▶ **Rows**:
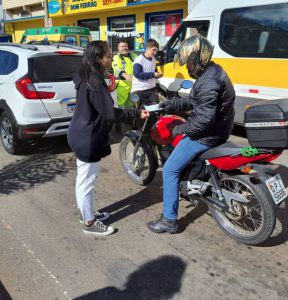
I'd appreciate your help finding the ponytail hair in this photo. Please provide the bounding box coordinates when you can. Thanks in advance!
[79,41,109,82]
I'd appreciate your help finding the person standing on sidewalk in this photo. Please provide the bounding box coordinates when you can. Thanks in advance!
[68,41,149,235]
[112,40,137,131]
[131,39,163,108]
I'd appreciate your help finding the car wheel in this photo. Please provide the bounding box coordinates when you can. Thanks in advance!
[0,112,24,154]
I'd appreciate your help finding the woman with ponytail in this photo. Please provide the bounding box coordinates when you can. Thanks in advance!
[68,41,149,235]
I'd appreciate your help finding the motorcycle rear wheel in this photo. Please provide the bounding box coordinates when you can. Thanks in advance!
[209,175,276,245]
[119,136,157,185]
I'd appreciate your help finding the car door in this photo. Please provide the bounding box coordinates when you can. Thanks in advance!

==

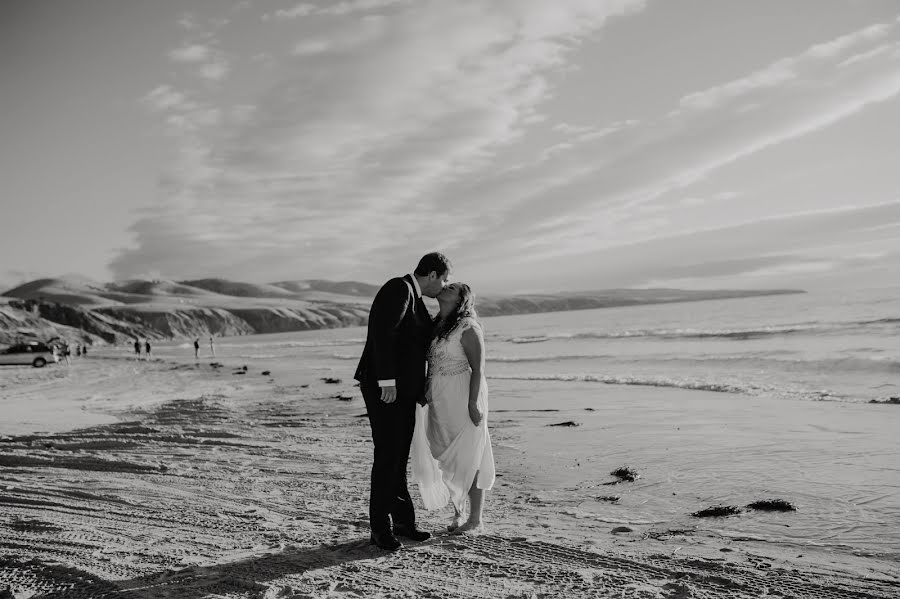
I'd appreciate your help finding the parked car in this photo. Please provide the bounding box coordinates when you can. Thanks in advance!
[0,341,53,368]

▶ **Your instructions**: Rescale the material from the line containing "I'd appreciate your help finding the car wheel" through the line containing "[119,136,157,185]", giving each of those lines again with the requests unchanged and every bounding box coordinate in the answers multiplied by 1.7 and rounded to a whole number, halves up. Return only those lines.

▶ **Result for this exercise**:
I'd appreciate your help finding the car wheel in this photo. Please provide the bounding box coordinates when you can. Thanks in advance!
[0,190,41,262]
I'd appreciate your help finding the woman with ponytail in this photo. Please provide the bounding box coordinates when you can. Thanks in advance!
[116,70,253,400]
I'd appreciate your help finding the motorcycle rear wheel in this photo. Please provide the bounding box coordinates when you can. Thanks in advance!
[355,298,469,417]
[202,231,267,315]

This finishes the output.